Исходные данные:
◇ ◇ ◇

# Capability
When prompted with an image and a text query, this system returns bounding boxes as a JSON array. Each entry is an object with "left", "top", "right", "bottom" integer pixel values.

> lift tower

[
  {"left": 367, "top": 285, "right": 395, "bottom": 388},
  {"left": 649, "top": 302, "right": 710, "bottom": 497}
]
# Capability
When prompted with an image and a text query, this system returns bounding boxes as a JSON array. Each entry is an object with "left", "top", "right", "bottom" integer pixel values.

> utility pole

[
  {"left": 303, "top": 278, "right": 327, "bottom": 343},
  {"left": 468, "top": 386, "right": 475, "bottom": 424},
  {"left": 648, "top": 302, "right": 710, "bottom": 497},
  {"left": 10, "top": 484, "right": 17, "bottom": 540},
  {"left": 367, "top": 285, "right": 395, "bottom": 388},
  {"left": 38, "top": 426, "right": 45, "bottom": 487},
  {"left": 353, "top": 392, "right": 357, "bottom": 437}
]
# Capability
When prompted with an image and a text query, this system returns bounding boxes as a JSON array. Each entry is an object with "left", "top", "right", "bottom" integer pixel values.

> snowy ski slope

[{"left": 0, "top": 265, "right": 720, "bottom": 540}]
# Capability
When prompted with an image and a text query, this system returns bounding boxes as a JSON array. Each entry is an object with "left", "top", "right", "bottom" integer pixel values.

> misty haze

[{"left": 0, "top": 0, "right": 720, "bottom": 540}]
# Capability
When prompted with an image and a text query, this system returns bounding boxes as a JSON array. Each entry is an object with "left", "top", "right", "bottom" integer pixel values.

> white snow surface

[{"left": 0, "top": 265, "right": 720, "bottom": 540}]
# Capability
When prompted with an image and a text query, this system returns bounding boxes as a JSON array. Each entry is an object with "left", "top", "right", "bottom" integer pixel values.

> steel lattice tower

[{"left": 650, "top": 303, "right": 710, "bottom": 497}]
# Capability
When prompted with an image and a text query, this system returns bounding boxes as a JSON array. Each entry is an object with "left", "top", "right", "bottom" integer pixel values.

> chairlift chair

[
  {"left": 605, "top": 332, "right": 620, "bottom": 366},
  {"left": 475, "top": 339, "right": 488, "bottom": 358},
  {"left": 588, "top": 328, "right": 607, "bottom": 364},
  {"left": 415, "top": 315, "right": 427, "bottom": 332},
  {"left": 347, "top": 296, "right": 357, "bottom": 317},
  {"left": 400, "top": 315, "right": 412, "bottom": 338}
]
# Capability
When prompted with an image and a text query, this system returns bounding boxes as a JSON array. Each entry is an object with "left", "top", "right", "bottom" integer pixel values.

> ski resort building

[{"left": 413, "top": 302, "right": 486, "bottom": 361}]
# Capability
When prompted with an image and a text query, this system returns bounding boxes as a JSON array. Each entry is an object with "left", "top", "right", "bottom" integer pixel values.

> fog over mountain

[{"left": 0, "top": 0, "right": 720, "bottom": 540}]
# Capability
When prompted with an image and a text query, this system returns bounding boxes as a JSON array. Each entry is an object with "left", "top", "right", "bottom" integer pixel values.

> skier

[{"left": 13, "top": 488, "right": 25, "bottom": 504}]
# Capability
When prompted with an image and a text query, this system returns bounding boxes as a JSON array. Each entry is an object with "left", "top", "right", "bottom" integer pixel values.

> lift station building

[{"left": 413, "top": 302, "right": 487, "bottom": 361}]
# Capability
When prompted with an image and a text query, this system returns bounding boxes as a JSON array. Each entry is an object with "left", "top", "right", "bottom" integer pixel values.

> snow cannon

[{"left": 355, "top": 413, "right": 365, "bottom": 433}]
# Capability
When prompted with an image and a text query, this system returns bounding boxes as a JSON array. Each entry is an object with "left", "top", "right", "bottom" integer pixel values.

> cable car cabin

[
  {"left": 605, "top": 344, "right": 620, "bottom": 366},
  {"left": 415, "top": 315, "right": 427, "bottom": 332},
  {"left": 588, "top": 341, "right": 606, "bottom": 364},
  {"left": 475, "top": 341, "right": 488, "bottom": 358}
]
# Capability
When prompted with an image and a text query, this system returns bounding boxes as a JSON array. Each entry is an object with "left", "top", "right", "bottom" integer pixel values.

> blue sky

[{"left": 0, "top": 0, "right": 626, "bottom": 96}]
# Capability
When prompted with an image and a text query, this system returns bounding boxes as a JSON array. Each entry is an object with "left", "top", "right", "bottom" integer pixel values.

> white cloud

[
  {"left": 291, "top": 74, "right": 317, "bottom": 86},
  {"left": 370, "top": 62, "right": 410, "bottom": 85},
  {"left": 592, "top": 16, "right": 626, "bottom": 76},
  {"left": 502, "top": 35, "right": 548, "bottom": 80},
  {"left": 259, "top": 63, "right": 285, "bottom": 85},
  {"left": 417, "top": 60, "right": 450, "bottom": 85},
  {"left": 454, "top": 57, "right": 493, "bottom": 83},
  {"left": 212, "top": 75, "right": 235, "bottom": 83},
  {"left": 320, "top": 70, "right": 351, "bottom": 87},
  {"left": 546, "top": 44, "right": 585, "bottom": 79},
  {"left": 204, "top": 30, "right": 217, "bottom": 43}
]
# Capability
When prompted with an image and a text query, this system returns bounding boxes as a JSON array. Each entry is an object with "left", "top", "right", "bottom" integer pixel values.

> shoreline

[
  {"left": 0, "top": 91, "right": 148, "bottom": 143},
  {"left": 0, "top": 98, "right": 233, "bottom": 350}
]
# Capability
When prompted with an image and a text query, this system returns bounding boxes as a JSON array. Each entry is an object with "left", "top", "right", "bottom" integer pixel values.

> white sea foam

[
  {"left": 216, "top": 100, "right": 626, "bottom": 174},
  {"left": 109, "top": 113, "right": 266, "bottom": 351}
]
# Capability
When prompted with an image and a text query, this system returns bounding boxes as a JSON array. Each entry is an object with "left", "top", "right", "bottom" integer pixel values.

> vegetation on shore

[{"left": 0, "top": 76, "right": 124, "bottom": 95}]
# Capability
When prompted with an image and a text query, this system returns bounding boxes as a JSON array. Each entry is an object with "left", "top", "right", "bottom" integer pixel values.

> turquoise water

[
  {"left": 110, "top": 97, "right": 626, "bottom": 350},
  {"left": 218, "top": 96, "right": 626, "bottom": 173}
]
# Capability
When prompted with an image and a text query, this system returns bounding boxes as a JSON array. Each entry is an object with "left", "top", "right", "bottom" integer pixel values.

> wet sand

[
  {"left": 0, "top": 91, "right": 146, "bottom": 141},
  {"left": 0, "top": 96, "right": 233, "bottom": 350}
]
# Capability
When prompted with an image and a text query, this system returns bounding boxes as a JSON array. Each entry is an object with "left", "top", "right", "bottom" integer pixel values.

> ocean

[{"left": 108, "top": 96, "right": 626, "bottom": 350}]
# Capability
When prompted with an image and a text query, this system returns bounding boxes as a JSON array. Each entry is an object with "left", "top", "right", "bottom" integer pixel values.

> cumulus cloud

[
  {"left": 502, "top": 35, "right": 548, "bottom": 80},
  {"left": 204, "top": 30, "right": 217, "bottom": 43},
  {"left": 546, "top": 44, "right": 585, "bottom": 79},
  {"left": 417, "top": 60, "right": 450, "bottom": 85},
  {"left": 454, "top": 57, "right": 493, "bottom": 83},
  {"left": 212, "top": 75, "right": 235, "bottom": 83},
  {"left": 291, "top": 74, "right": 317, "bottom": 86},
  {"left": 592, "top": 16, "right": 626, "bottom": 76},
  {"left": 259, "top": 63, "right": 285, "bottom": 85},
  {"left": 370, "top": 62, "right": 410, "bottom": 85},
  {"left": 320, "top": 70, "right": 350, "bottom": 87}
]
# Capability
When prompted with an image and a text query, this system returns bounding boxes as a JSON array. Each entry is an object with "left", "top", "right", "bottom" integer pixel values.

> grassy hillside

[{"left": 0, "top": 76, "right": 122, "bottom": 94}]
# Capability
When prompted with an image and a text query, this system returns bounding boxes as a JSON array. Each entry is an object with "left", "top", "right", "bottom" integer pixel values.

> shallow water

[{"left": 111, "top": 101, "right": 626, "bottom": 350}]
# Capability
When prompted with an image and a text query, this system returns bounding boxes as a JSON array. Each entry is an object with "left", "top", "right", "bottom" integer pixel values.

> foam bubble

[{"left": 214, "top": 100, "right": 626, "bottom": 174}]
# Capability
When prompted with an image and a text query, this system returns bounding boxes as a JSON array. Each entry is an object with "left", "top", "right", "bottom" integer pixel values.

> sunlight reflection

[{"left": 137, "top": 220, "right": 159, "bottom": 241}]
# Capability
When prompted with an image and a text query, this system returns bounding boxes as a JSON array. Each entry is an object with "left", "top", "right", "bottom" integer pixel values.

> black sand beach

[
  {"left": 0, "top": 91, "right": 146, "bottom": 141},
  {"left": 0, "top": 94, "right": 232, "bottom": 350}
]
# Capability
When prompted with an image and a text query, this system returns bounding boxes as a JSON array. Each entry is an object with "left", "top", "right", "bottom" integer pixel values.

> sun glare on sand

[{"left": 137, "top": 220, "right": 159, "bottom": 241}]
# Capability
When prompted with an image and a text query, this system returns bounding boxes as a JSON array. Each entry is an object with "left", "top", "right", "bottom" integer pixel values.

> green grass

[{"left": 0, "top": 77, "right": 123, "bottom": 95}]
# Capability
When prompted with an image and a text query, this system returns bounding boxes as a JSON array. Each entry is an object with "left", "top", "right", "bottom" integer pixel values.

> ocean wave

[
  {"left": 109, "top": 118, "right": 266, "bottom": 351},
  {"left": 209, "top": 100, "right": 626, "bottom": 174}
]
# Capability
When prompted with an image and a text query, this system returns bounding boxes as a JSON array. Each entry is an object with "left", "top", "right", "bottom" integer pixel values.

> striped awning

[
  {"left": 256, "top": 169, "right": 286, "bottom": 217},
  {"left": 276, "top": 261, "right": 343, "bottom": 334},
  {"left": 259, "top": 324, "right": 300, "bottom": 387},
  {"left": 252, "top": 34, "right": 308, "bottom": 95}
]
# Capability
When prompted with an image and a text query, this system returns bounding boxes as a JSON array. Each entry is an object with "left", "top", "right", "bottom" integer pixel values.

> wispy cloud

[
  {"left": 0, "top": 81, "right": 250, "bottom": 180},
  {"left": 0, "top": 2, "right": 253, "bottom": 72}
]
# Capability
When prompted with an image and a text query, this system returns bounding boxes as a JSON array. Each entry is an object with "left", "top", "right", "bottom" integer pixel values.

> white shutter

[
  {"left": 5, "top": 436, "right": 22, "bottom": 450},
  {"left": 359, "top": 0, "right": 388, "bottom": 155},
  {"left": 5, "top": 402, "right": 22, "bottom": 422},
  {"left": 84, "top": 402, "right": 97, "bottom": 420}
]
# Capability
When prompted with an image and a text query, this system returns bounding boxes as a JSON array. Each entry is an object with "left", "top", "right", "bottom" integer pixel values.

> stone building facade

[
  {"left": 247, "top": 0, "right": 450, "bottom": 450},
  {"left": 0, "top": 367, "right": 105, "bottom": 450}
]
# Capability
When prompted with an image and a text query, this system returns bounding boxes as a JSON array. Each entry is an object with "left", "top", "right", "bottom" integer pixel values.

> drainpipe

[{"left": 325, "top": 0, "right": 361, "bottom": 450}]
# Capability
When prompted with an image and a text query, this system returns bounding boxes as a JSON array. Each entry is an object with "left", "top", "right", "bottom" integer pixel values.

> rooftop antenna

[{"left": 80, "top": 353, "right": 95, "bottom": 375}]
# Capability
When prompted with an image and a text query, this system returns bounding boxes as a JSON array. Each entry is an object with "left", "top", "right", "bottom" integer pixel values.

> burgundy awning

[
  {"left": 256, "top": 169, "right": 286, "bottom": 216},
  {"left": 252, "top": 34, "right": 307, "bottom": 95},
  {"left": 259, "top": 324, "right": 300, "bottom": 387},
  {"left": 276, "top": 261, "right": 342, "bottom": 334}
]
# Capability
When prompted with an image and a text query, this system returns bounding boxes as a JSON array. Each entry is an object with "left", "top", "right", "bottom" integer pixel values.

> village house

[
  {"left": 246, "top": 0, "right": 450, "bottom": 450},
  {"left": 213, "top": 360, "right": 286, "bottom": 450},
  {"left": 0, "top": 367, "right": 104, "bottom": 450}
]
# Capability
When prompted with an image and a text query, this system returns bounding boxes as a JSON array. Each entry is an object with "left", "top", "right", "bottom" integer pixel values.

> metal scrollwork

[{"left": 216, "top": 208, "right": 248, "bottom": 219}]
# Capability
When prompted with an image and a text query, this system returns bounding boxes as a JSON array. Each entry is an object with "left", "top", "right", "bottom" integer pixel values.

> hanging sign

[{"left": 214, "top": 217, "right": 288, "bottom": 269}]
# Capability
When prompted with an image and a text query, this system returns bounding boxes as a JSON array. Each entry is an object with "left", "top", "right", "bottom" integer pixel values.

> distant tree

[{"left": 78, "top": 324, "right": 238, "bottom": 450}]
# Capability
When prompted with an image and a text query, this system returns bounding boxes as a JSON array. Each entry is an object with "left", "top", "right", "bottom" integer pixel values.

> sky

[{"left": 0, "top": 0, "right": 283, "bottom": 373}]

◇ ◇ ◇

Что сделать: Пожалуйста, отфильтруйте листинг и оставьте только строки, в которых встречается слово "white".

Ответ ниже:
> white snow surface
> white cloud
> white sea foam
> white shutter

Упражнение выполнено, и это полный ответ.